----- Given text

Students set to return to campus across county
Lancashire’s higher education bosses are planning to bring students back on campus.
Some of the nation’s world-leading universities like Cambridge have ruled out opening up their campus next year but institutions in Preston, Lancaster and Edge Hill say they are already planning how to deal with freshers in the autumn.
Despite their warnings that it will not be business as usua,l they say demand for places is still high, with one recording more applications than ever.
All campuses are currently operating online and formal graduation ceremonies have been put on hold for now.
The University of Central Lancashire, which has campuses in Preston, Burnley and West Lakes, Edge Hill and The Lancaster-based University of Cumbria are all planning a mixture of campus and online lectures.
The news comes as data reveals that a significant number of sixth formers could postpone going to university next year because they won’t get ‘the full experience’ and many fear they won’t get value for money.
A spokesman for UCLan said: “We can assure both returning students and new students that teaching and learning continues in the new academic year at UCLan as we look at a range of options so that we can physically return to our campuses in September.
“Our aim is to provide the best possible student experience whilst ensuring social distancing measures are in place, so we can deliver as much face-to-face teaching where possible with larger group sessions likely to be online.
“Whatever the format is, our key priority is the health and safety of both our students and staff.
“Like many other universities we have also taken the difficult decision to postpone our graduation ceremonies scheduled to take place in July 2020.
“However, planning is underway to deliver graduation ceremonies in December.”
UCLan has a large number of overseas students as well as campuses in China, India and its own private university in Cyprus but said interest has not waned.
The spokesman added: “Interest from new applicants wanting to join us for the next academic year remains strong both from the UK and Internationally and we will use our resources to provide the best possible experience for all students.”

----------
----- Dataset extract

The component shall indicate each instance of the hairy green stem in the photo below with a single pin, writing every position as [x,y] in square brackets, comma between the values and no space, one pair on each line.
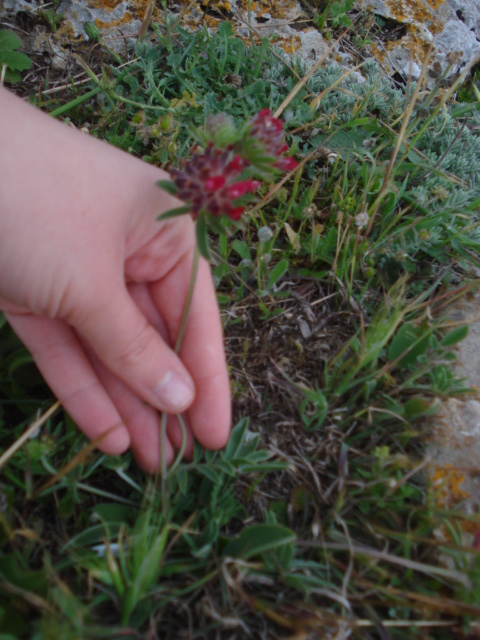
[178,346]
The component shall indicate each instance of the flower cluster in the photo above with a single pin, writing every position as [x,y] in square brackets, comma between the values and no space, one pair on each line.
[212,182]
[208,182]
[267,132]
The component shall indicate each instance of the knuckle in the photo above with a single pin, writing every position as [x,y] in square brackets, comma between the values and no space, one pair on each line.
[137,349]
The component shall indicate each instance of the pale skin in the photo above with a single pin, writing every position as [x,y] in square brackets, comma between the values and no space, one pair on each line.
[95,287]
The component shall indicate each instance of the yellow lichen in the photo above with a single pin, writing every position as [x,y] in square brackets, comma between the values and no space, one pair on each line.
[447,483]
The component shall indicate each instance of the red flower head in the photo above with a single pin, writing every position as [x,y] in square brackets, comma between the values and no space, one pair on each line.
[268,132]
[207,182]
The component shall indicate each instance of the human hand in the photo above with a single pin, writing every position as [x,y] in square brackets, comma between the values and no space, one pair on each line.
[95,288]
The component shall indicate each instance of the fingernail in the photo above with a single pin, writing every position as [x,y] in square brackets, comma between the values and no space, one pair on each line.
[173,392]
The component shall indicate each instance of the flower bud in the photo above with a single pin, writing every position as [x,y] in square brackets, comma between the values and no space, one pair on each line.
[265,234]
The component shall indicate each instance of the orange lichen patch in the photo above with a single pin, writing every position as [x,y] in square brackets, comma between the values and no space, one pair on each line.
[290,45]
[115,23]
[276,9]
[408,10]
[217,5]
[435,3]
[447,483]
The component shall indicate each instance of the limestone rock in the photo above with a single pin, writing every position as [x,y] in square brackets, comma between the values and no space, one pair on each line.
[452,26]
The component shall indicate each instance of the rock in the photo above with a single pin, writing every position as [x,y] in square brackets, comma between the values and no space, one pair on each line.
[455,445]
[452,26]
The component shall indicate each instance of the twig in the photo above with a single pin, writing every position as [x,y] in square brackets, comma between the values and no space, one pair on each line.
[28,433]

----------
----- Dataset extract

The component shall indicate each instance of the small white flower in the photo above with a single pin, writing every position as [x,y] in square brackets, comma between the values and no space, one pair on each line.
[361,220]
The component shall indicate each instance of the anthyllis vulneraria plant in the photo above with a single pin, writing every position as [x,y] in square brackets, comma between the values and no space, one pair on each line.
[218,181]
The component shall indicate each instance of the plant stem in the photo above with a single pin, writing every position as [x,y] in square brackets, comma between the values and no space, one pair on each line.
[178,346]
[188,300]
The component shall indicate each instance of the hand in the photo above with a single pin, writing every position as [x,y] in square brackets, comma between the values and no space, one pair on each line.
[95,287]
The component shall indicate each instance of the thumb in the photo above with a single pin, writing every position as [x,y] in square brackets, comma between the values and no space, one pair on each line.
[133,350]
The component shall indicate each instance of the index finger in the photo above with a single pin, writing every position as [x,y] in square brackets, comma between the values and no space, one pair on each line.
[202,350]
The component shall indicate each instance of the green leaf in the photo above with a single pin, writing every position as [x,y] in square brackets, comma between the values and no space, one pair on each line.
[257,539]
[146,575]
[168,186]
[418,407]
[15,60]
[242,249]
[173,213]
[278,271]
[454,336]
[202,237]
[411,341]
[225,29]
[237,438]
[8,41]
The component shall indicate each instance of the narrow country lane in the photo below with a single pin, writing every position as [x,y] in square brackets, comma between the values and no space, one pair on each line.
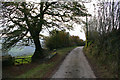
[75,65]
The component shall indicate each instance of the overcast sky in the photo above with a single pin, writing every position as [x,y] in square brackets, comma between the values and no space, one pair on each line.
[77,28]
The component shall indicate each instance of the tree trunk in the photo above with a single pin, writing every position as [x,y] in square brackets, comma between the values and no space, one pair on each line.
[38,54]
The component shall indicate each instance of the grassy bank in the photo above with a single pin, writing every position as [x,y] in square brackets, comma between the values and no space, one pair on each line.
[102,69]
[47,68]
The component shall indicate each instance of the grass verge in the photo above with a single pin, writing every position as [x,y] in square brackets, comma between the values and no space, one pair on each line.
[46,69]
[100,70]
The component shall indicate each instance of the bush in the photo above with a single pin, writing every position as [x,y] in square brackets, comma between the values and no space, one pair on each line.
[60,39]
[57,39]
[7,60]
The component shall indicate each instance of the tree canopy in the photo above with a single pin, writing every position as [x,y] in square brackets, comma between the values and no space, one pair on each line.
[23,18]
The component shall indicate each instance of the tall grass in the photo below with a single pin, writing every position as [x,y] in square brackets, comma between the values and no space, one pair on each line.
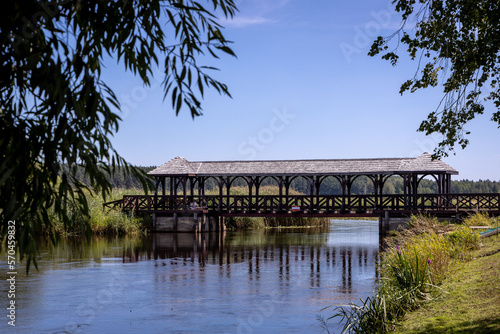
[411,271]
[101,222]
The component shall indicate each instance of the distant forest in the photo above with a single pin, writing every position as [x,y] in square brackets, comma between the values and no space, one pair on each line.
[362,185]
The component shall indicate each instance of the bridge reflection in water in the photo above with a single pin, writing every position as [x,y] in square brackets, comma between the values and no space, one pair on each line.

----------

Challenges:
• A. Answer these from the article on students returning to campus, one answer per line, marked the same way:
(i) Which university is named as having ruled out opening its campus next year?
(ii) In what month is UCLan planning to deliver graduation ceremonies?
(iii) In which country does UCLan have its own private university?
• B. From the article on students returning to campus, write out everything from "Some of the" down to "in the autumn.", without changing a word.

Results of the exercise:
• A.
(i) Cambridge
(ii) December
(iii) Cyprus

• B.
Some of the nation’s world-leading universities like Cambridge have ruled out opening up their campus next year but institutions in Preston, Lancaster and Edge Hill say they are already planning how to deal with freshers in the autumn.